[WORK REQUIRED]
Return all records exactly. Nothing may be added.

* * * * *

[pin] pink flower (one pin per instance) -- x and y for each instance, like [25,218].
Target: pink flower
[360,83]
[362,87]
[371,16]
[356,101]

* * * * *

[TASK ANSWER]
[pin] pink flower (one pin per instance) -- x and y for each instance, like [25,218].
Target: pink flower
[360,83]
[362,87]
[371,16]
[356,101]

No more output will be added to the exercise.